Start of Stored records
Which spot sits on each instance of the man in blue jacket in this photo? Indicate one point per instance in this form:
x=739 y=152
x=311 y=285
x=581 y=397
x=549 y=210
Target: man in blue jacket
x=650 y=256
End of Stored records
(What needs to be done): Reproduce the listing above line for line, keeping every character unchanged.

(Solution for this problem):
Which spot sits on each instance of the man in blue jacket in this photo? Indicate one point per instance in this form:
x=739 y=152
x=311 y=285
x=581 y=397
x=549 y=210
Target: man in blue jacket
x=650 y=256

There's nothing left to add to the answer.